Supplied entries:
** START **

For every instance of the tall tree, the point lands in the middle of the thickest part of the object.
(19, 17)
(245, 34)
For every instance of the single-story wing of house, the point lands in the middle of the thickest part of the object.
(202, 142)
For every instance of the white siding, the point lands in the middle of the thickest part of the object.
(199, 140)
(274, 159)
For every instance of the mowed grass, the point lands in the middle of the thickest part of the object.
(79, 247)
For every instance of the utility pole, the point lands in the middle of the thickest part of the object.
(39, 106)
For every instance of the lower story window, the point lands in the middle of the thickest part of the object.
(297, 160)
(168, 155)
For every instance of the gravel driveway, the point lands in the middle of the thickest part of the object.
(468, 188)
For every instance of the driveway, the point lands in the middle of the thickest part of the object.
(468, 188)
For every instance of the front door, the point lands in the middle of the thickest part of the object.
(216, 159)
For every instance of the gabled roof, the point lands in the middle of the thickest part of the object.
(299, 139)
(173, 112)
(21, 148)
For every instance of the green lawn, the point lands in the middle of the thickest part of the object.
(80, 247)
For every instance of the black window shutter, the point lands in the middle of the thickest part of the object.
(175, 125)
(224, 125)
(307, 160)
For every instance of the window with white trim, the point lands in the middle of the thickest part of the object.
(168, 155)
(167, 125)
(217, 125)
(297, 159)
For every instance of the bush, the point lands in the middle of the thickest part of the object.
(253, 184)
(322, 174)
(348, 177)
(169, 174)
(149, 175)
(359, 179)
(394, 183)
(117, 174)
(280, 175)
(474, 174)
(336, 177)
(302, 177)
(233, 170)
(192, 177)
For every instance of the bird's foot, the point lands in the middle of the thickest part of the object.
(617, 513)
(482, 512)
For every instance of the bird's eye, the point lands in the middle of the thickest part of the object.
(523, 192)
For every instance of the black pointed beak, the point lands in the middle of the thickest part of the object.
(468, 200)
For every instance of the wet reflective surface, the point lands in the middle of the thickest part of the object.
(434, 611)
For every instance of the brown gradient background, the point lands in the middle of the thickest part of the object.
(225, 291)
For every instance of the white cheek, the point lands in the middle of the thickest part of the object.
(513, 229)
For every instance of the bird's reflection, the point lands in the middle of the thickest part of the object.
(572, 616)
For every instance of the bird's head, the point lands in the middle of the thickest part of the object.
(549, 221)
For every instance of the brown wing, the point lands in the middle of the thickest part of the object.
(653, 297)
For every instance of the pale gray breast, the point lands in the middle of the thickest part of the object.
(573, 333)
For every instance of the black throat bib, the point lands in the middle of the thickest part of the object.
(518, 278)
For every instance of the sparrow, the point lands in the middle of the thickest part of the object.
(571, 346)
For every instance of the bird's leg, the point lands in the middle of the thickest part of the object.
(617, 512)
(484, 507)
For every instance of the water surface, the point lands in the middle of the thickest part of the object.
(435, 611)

** END **
** START **

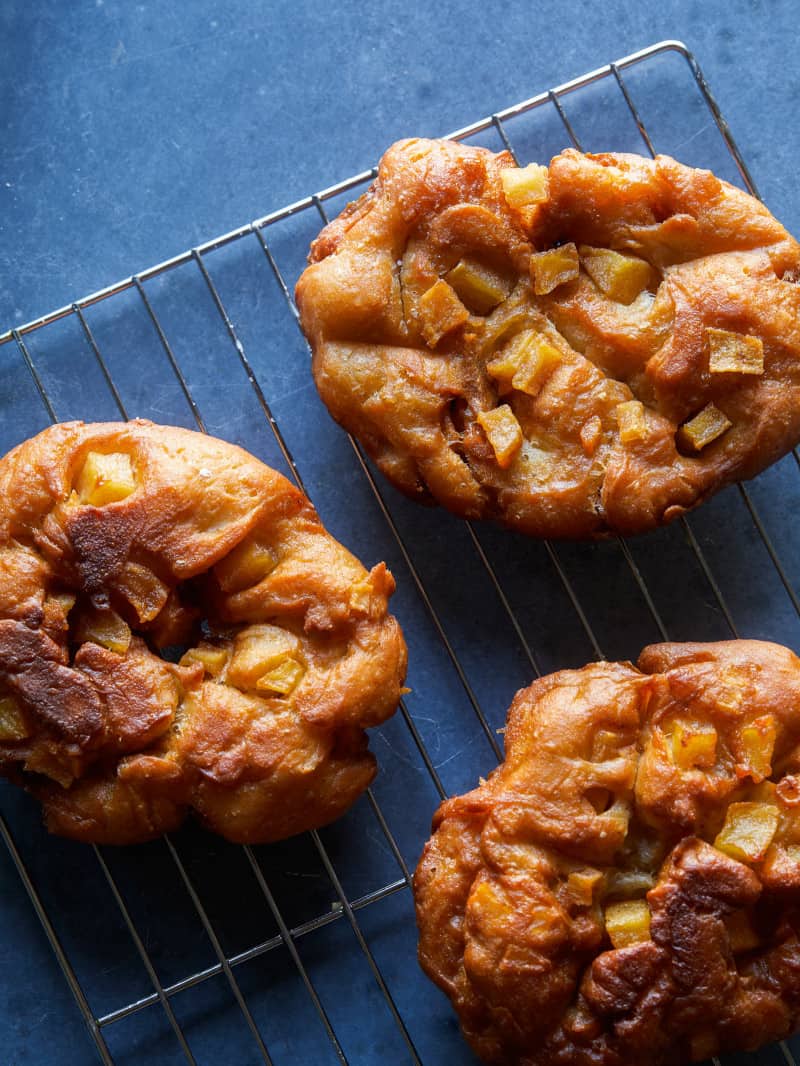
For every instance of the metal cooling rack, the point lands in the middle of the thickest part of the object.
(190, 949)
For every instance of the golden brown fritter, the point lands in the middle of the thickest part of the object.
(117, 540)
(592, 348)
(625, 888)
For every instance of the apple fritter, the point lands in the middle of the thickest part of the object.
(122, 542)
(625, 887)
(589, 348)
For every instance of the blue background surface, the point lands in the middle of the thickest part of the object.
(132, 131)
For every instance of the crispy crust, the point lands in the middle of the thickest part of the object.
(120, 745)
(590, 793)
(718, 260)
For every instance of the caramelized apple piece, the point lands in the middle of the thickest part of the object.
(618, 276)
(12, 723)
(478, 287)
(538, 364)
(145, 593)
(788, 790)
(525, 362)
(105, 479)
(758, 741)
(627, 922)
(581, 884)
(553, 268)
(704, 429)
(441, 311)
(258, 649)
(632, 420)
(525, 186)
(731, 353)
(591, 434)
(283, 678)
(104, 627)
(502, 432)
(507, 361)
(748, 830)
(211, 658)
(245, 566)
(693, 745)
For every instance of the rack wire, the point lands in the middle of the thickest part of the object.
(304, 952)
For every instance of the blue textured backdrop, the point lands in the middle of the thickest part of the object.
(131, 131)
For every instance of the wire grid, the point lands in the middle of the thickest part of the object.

** END **

Stated exercise: Copy out word for word the stretch of items from the line containing "For every instance of the caramelized" through the line containing "For every instance of the wire", including both of those lines.

Solution to this task:
For every instance of the caramelized apple piece, the point lands in the middle of the thickest part of the object.
(618, 276)
(12, 723)
(478, 287)
(538, 364)
(145, 593)
(788, 790)
(525, 362)
(105, 479)
(758, 741)
(627, 922)
(581, 884)
(553, 268)
(704, 429)
(441, 311)
(258, 649)
(632, 420)
(525, 186)
(731, 353)
(591, 434)
(283, 678)
(104, 627)
(502, 432)
(507, 361)
(748, 830)
(211, 658)
(245, 566)
(693, 745)
For every instance of the rack wire, the point lands in the middle of the thickest part of the object.
(304, 952)
For every instance of the blue textured backdrop, the point lands in the middle of the thickest part of the object.
(131, 131)
For every instance of the wire grid, the point lands in the middle of the thickest part of the object.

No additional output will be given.